* [What is expected]: Restate every entry word for word.

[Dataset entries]
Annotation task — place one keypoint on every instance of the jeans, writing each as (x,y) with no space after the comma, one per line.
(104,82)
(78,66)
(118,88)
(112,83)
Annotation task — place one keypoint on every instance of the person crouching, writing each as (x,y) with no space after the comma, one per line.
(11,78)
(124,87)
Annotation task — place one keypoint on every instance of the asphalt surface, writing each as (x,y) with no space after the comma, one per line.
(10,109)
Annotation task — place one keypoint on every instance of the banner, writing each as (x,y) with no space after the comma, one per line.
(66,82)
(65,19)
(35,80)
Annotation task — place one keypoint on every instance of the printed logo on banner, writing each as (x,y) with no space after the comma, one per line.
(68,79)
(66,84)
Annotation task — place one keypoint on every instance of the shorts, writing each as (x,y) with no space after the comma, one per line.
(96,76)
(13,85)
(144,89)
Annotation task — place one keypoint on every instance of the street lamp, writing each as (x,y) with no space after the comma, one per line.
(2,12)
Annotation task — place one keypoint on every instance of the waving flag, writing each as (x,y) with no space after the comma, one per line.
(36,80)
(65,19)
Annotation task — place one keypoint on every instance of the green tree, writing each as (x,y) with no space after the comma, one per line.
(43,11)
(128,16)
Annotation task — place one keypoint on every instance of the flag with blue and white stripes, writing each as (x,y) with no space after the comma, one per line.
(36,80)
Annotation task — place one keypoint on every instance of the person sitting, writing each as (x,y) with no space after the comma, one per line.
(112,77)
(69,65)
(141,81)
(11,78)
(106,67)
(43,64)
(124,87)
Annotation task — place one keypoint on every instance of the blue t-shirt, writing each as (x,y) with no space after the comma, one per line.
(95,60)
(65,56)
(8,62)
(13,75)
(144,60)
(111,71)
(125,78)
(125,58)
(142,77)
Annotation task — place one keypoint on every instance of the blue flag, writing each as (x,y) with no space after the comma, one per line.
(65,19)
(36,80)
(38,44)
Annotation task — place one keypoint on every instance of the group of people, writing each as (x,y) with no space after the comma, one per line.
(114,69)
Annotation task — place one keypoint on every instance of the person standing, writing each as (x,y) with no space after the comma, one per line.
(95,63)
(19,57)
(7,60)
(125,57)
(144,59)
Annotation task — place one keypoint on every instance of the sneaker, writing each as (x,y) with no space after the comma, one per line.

* [Complete answer]:
Annotation task — place one keypoint on every instance of the jeans, writing each as (x,y) with no space after the comma, one per line.
(104,82)
(78,66)
(118,88)
(112,83)
Annotation task — place one keypoint on every instance of the person crouching, writing each as (x,y) with no space after the comma, one per line.
(11,78)
(124,87)
Annotation task — place one keypoint on every instance of the asphalt surface, writing each as (x,y) with no space after the comma, one per line.
(10,109)
Annotation task — place one keypoint on every instance of the banner, writing each as (x,y) with no space after the comma, one per line.
(66,82)
(65,19)
(35,80)
Annotation task — place one keypoint on every instance of the printed logo on banner, writing each as (x,y) with no space after the comma, one per line.
(68,79)
(66,84)
Annotation task — place one keypoint on every instance of the shorts, writing each as (x,y) with no space after the comma, one per line.
(96,76)
(13,85)
(144,89)
Annotation task — place one keypoint on every instance of the street lamp, writing each as (x,y) with no space after the comma, one per line.
(2,12)
Annotation task — place one keypoint on every instance of the waving flag, writing each as (x,y) with no space after the comma, one per line.
(36,80)
(65,19)
Annotation task — place one keypoint on every instance of the green tree, writing each as (x,y) with no space after the comma, one per line.
(43,11)
(128,16)
Annotation task — place one keypoint on every instance of the flag with blue and white stripes, writing each as (x,y) with no space after the comma, one per line.
(36,80)
Annotation task — place one keypoint on every instance of the person sitting, writing each as (x,y) with no space after the comma, one per line.
(112,77)
(69,65)
(141,81)
(11,78)
(106,67)
(43,64)
(124,87)
Annotation task — place one keypoint on every instance of the blue t-shirt, writing each as (x,y) with no space after the comma, one per line.
(95,60)
(65,56)
(8,62)
(13,75)
(144,60)
(111,71)
(125,78)
(125,58)
(142,77)
Annotation task — place one keypoint on every instance of the blue flag, writing each as (x,y) with no space after the comma, one per line.
(65,19)
(36,80)
(38,44)
Annotation task — place one keypoint on every instance of the group of people, writing each as (x,y) with no space after the comma, one per line.
(114,69)
Annotation task — place one keypoint on every instance of the person standing, writing each as (x,y) with no space after the comma, one per line.
(95,63)
(19,57)
(7,60)
(125,57)
(144,59)
Annotation task — place one keypoint on every instance of the sneaker, writing each as (x,y) with no space after the comma, one per line.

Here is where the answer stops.